_What you have to do_.
When checking the entries below, count every line with the word "building", then give only that number.

_Records shown_.
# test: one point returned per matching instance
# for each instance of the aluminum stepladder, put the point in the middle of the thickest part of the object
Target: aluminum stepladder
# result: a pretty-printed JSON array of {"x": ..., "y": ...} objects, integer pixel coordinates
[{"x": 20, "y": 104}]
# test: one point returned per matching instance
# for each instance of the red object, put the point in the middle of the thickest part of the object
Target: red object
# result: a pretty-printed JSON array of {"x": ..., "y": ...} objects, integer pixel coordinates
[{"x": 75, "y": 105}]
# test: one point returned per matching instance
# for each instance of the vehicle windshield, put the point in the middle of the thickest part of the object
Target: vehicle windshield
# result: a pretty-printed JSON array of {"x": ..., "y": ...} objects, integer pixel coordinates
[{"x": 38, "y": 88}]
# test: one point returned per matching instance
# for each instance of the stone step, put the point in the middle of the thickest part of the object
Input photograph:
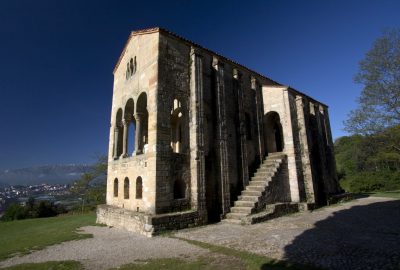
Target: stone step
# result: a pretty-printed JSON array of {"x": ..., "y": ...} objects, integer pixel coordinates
[
  {"x": 232, "y": 221},
  {"x": 248, "y": 198},
  {"x": 266, "y": 170},
  {"x": 235, "y": 215},
  {"x": 244, "y": 203},
  {"x": 251, "y": 193},
  {"x": 264, "y": 174},
  {"x": 255, "y": 188},
  {"x": 276, "y": 154},
  {"x": 261, "y": 177},
  {"x": 259, "y": 182},
  {"x": 241, "y": 209}
]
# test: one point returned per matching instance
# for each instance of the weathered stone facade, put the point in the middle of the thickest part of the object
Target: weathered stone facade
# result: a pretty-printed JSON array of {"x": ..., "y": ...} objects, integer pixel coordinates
[{"x": 212, "y": 140}]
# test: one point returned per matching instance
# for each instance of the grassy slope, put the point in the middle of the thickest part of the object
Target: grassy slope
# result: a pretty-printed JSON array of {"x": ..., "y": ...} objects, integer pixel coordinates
[
  {"x": 23, "y": 236},
  {"x": 389, "y": 194},
  {"x": 65, "y": 265}
]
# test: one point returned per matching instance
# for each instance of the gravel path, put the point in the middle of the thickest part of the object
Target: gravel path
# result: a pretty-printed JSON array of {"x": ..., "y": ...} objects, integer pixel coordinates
[
  {"x": 361, "y": 234},
  {"x": 110, "y": 248}
]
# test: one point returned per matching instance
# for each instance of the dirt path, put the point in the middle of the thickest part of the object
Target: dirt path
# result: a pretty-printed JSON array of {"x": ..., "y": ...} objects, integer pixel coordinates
[
  {"x": 111, "y": 248},
  {"x": 361, "y": 234}
]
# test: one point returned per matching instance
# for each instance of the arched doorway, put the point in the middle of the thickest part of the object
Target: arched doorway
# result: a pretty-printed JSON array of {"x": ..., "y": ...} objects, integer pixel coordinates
[{"x": 273, "y": 134}]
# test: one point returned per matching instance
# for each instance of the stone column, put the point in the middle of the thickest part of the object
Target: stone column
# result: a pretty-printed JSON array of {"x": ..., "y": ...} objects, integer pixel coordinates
[
  {"x": 259, "y": 108},
  {"x": 125, "y": 137},
  {"x": 305, "y": 150},
  {"x": 196, "y": 140},
  {"x": 222, "y": 136},
  {"x": 116, "y": 135},
  {"x": 138, "y": 134},
  {"x": 242, "y": 128},
  {"x": 322, "y": 147},
  {"x": 333, "y": 173}
]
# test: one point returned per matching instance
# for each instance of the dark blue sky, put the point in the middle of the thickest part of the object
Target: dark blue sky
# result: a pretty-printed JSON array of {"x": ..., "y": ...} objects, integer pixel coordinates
[{"x": 57, "y": 57}]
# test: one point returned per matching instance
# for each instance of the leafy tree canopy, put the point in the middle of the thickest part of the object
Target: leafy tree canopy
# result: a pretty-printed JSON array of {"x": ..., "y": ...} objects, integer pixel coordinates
[{"x": 379, "y": 102}]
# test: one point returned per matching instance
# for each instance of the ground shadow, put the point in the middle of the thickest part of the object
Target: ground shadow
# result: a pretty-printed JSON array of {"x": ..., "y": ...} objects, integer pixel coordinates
[{"x": 362, "y": 237}]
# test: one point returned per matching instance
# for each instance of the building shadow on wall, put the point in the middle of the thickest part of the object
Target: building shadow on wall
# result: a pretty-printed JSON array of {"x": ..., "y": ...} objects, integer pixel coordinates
[{"x": 362, "y": 237}]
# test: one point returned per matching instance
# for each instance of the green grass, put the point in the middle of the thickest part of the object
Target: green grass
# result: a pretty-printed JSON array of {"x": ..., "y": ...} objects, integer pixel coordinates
[
  {"x": 23, "y": 236},
  {"x": 63, "y": 265},
  {"x": 221, "y": 258},
  {"x": 168, "y": 264},
  {"x": 388, "y": 194}
]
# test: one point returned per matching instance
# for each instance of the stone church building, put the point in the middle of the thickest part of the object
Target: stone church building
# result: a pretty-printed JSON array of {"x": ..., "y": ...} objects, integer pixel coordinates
[{"x": 197, "y": 138}]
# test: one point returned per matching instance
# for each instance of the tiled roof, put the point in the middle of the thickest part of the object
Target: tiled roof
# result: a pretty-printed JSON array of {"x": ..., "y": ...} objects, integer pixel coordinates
[{"x": 165, "y": 31}]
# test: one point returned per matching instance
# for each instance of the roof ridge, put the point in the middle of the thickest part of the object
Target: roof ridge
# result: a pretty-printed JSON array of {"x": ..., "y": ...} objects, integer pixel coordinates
[{"x": 166, "y": 31}]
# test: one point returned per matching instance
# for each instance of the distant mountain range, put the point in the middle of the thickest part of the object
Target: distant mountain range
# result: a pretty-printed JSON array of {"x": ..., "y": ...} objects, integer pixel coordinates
[{"x": 50, "y": 174}]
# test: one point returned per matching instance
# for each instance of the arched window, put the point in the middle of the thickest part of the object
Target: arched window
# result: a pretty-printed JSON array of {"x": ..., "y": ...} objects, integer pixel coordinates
[
  {"x": 179, "y": 189},
  {"x": 131, "y": 126},
  {"x": 126, "y": 188},
  {"x": 139, "y": 188},
  {"x": 141, "y": 117},
  {"x": 116, "y": 187},
  {"x": 118, "y": 135},
  {"x": 176, "y": 127},
  {"x": 273, "y": 133},
  {"x": 248, "y": 126}
]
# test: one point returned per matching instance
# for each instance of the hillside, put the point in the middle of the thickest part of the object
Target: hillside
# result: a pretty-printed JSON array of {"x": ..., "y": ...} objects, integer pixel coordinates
[
  {"x": 369, "y": 163},
  {"x": 51, "y": 174}
]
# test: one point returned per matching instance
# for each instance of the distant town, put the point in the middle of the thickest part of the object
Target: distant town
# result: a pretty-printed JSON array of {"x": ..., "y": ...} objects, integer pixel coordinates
[{"x": 56, "y": 193}]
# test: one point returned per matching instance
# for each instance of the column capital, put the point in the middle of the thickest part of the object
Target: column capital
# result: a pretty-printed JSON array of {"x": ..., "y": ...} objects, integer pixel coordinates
[
  {"x": 237, "y": 75},
  {"x": 254, "y": 82},
  {"x": 138, "y": 116},
  {"x": 216, "y": 63},
  {"x": 195, "y": 51}
]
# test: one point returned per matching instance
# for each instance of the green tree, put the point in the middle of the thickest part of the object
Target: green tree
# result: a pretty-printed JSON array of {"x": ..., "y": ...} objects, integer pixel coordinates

_Expected answer_.
4